>> Start

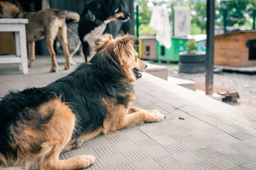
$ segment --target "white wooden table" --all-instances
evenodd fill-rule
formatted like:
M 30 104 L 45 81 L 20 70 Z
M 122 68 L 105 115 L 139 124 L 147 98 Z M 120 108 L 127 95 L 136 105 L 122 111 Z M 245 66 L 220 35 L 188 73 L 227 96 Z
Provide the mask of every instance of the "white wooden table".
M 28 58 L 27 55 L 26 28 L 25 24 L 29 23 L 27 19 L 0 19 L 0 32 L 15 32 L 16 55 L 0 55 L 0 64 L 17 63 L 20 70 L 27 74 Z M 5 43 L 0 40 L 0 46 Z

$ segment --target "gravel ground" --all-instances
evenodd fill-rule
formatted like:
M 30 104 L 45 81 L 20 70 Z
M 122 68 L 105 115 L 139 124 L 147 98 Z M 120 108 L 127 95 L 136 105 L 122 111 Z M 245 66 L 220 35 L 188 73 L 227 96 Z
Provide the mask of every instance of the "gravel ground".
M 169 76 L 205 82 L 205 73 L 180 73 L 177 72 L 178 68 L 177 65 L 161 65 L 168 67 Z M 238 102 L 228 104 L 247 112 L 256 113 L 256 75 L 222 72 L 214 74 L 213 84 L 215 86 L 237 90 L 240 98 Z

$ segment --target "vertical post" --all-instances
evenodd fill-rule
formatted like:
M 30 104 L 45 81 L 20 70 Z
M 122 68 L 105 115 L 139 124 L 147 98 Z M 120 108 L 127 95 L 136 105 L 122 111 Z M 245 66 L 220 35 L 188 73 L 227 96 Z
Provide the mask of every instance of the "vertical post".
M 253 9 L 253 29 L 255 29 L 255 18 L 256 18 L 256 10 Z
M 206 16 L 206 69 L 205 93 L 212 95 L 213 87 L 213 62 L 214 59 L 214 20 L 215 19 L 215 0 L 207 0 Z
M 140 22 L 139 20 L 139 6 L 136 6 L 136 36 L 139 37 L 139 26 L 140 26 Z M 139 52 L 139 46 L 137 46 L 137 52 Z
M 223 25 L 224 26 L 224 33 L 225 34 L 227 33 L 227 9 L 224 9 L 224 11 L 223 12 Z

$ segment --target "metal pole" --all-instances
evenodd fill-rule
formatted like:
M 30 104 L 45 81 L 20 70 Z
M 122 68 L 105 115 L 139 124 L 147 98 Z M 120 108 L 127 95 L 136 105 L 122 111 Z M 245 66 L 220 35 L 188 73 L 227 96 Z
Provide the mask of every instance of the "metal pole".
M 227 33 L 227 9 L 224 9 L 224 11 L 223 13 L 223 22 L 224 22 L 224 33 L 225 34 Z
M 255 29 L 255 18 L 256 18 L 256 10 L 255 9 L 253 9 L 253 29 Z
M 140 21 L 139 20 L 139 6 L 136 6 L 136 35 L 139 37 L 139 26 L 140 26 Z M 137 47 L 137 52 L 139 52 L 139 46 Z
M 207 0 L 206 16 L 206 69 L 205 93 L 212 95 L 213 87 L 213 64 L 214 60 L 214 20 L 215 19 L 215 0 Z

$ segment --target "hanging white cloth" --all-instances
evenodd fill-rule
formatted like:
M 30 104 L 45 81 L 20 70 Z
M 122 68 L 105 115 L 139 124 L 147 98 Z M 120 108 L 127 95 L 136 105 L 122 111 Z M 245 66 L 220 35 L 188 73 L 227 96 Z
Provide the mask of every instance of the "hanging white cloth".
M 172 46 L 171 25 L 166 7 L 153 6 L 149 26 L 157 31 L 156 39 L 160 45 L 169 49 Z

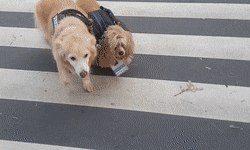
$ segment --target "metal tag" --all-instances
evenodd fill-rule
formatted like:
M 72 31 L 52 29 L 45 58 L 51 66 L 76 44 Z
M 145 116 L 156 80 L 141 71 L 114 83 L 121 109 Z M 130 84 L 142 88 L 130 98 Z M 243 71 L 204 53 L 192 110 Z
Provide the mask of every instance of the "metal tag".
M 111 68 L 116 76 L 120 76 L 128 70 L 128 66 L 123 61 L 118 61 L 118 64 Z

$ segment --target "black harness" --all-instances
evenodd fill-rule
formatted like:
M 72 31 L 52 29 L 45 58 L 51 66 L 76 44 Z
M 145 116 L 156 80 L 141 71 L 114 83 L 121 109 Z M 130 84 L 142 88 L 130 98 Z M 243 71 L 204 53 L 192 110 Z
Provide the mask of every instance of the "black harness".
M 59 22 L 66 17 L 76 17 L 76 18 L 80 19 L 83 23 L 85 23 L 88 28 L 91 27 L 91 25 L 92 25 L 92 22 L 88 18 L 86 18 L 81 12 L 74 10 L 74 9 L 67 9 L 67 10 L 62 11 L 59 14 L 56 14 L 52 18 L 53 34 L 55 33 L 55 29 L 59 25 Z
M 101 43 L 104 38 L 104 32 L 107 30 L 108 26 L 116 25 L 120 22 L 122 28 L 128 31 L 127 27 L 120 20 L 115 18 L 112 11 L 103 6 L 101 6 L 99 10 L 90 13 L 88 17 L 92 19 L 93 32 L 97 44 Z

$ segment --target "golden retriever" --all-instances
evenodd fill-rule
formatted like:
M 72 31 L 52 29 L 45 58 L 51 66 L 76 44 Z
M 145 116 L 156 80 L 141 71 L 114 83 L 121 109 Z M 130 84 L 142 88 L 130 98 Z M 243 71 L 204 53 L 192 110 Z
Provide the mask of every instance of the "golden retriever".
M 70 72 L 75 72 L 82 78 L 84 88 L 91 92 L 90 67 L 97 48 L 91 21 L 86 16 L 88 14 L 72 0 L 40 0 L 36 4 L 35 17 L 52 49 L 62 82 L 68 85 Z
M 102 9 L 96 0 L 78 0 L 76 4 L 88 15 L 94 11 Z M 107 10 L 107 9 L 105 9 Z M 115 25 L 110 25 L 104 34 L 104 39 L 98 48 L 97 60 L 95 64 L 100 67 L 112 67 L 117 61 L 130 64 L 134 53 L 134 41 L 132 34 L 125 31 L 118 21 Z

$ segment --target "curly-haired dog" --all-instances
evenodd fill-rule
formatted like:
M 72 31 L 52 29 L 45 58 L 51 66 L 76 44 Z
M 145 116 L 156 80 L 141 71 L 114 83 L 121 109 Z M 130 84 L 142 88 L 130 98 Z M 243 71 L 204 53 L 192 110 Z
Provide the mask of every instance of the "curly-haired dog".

>> End

What is required:
Without the pictures, write out every entry precisely as it appears.

Task result:
$ segment --target "white wooden table" --all-instances
evenodd fill-rule
formatted like:
M 30 104 L 45 81 L 20 70 Z
M 122 68 L 105 115 L 139 124 L 147 98 Z M 120 108 L 127 95 L 136 105 L 122 111 Z M 245 66 L 220 35 L 188 73 L 227 96 Z
Provide the mask of every instance of the "white wooden table".
M 28 58 L 27 55 L 26 28 L 25 24 L 29 23 L 27 19 L 0 19 L 0 32 L 15 32 L 16 55 L 0 55 L 0 64 L 17 63 L 20 70 L 27 74 Z M 5 43 L 0 40 L 0 46 Z

$ segment --target "gravel ground" --all-instances
evenodd fill-rule
formatted like:
M 30 104 L 45 81 L 20 70 Z
M 122 68 L 105 115 L 139 124 L 147 98 Z M 120 108 L 127 95 L 136 105 L 122 111 Z M 245 66 L 220 35 L 188 73 L 227 96 Z
Provide the mask of every instance of the "gravel ground".
M 169 76 L 205 82 L 205 73 L 180 73 L 177 72 L 178 68 L 177 65 L 161 65 L 168 67 Z M 238 102 L 228 104 L 247 112 L 256 113 L 256 75 L 222 72 L 214 74 L 213 84 L 215 86 L 237 90 L 240 98 Z

$ segment --target "vertical post" --all-instances
evenodd fill-rule
formatted like:
M 30 104 L 45 81 L 20 70 Z
M 122 68 L 105 115 L 139 124 L 147 98 Z M 120 108 L 127 95 L 136 105 L 122 111 Z M 245 66 L 220 35 L 188 73 L 227 96 Z
Provide the mask of every instance of the "vertical post".
M 253 9 L 253 29 L 255 29 L 255 18 L 256 18 L 256 10 Z
M 206 16 L 206 69 L 205 93 L 212 95 L 213 87 L 213 62 L 214 59 L 214 20 L 215 19 L 215 0 L 207 0 Z
M 140 22 L 139 20 L 139 6 L 136 6 L 136 36 L 139 37 L 139 26 L 140 26 Z M 139 52 L 139 46 L 137 46 L 137 52 Z
M 223 25 L 224 26 L 224 33 L 225 34 L 227 33 L 227 9 L 224 9 L 224 11 L 223 12 Z

$ segment --target "metal pole" --all-instances
evenodd fill-rule
formatted like:
M 30 104 L 45 81 L 20 70 Z
M 122 68 L 105 115 L 139 124 L 147 98 Z M 120 108 L 127 95 L 136 105 L 122 111 Z M 245 66 L 220 35 L 188 73 L 227 96 Z
Provide the mask of every instance of the "metal pole".
M 227 33 L 227 9 L 224 9 L 224 11 L 223 13 L 223 22 L 224 22 L 224 33 L 225 34 Z
M 255 29 L 255 18 L 256 18 L 256 10 L 255 9 L 253 9 L 253 29 Z
M 140 21 L 139 20 L 139 6 L 136 6 L 136 35 L 139 37 L 139 26 L 140 26 Z M 137 47 L 137 52 L 139 52 L 139 46 Z
M 207 0 L 206 16 L 206 69 L 205 93 L 212 95 L 213 87 L 213 64 L 214 60 L 214 20 L 215 19 L 215 0 Z

$ segment --target "hanging white cloth" --all-instances
evenodd fill-rule
formatted like:
M 30 104 L 45 81 L 20 70 Z
M 122 68 L 105 115 L 139 124 L 147 98 Z M 120 108 L 127 95 L 136 105 L 122 111 Z M 245 66 L 220 35 L 188 73 L 227 96 Z
Provide the mask of every instance of the "hanging white cloth".
M 172 46 L 171 25 L 166 7 L 153 6 L 149 26 L 157 31 L 156 39 L 160 45 L 169 49 Z

$ segment --target "metal tag" --all-instances
evenodd fill-rule
formatted like:
M 72 31 L 52 29 L 45 58 L 51 66 L 76 44 Z
M 145 116 L 156 80 L 141 71 L 114 83 L 121 109 Z M 130 84 L 142 88 L 130 98 Z M 243 71 L 204 53 L 192 110 Z
Provide the mask of every instance of the "metal tag".
M 111 68 L 116 76 L 120 76 L 128 70 L 128 66 L 123 61 L 118 61 L 118 64 Z

$ segment --target "black harness" --all-instances
evenodd fill-rule
formatted like:
M 72 31 L 52 29 L 45 58 L 51 66 L 76 44 Z
M 145 116 L 156 80 L 141 71 L 114 83 L 121 109 Z M 130 84 L 142 88 L 130 98 Z M 243 71 L 204 53 L 192 110 Z
Provide the mask of every instance of the "black harness".
M 59 22 L 66 17 L 76 17 L 76 18 L 80 19 L 83 23 L 85 23 L 88 28 L 91 27 L 91 25 L 92 25 L 92 22 L 88 18 L 86 18 L 81 12 L 74 10 L 74 9 L 67 9 L 67 10 L 62 11 L 59 14 L 56 14 L 52 18 L 53 34 L 55 33 L 55 29 L 59 25 Z
M 101 43 L 104 38 L 104 32 L 107 30 L 108 26 L 116 25 L 120 22 L 122 28 L 128 31 L 127 27 L 120 20 L 115 18 L 112 11 L 103 6 L 101 6 L 99 10 L 90 13 L 88 17 L 92 19 L 93 32 L 97 44 Z

$ segment --target "golden retriever" --all-instances
evenodd fill-rule
formatted like:
M 72 31 L 52 29 L 45 58 L 51 66 L 76 44 Z
M 145 116 L 156 80 L 141 71 L 114 83 L 121 109 Z M 130 84 L 142 88 L 130 98 Z M 243 71 L 204 53 L 192 110 Z
Provide the mask of every instance of the "golden retriever".
M 70 72 L 75 72 L 82 78 L 84 88 L 91 92 L 90 67 L 97 48 L 91 21 L 86 16 L 88 14 L 72 0 L 40 0 L 36 4 L 35 17 L 52 49 L 62 82 L 68 85 Z
M 102 9 L 96 0 L 78 0 L 76 4 L 88 15 L 94 11 Z M 107 10 L 107 9 L 105 9 Z M 115 25 L 110 25 L 104 34 L 104 39 L 98 48 L 97 60 L 95 64 L 100 67 L 112 67 L 117 61 L 130 64 L 134 53 L 134 41 L 132 34 L 125 31 L 118 21 Z

$ segment --target "curly-haired dog" --all-instances
evenodd fill-rule
formatted like:
M 72 31 L 52 29 L 45 58 L 51 66 L 76 44 Z
M 145 116 L 156 80 L 141 71 L 114 83 L 121 109 Z M 130 84 L 142 88 L 130 98 Z M 243 71 L 204 53 L 192 110 Z
Provide the mask of every instance of the "curly-haired dog".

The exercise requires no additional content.